** RECORDS TO USE follows **
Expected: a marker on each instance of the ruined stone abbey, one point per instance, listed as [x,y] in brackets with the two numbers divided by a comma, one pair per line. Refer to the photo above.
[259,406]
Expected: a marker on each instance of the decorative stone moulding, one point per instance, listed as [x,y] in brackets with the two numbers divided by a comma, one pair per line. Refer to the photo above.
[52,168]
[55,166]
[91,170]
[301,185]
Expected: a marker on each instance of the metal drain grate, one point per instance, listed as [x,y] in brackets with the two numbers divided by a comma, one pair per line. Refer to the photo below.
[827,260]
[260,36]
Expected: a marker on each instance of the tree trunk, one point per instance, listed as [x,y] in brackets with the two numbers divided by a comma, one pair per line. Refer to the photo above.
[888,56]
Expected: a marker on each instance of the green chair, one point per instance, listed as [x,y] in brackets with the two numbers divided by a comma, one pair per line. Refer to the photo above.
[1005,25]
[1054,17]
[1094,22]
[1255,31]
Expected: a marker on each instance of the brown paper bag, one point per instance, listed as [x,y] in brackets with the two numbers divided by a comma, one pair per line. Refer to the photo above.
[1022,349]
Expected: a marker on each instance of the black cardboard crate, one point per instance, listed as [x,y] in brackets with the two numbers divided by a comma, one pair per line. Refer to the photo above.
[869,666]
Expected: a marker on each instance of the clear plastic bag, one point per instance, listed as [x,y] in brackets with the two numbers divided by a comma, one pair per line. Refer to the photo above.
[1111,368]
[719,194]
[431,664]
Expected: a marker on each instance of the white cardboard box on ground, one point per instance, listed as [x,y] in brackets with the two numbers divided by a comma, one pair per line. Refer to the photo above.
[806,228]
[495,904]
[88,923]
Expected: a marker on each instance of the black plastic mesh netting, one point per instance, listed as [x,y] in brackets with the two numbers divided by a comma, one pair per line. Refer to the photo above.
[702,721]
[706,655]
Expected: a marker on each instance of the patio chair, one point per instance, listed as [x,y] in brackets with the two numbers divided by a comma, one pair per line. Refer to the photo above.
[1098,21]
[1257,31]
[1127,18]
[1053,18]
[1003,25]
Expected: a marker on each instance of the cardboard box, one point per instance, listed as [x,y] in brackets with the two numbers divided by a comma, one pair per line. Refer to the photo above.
** End of RECORDS TO USE **
ASSIGNMENT:
Return, without any change, only the lines from the one containing "Expected: a marker on each instance of the black cardboard" through the last line of the entries above.

SOLUTION FOR THIS PROBLEM:
Expected: a marker on each instance of the black cardboard crate, one point per instance, listed as [x,y] in brackets with the two numbers divided by a comma, one pair per line. Refer to the photo above.
[869,666]
Expected: a marker on each instance of the clear plastic bag, one point per instance, listed as [x,y] in brackets with the two numbers divided by a comma, one pair per line. Refer to the photo above.
[1111,368]
[719,194]
[431,664]
Expected: a marker on each instance of the white cardboard box on ground, one point per instance, listed as [x,y] in brackets with the two numbers divided by a comma, one pair per line. Refer to the photo above.
[806,228]
[495,904]
[88,923]
Expected: a marker on each instance of the black plastic mesh netting, one point per instance, listed as [x,y] in brackets with the two numbers divided by a comma, one pair per line. Refer to the photo above.
[702,721]
[706,655]
Expected: a marker on each instance of the patio chair, one point per instance, listed as [x,y] in brackets with the two numbers divided by a comma, one pair per line. Refer to the photo above.
[1098,21]
[1257,31]
[1127,18]
[1053,18]
[1003,25]
Expected: a marker on each instance of the cardboard box, one point per instance, listed as [x,y] in brackets with the two numbers divided by a comma, one pair per line. Refer to the photo above.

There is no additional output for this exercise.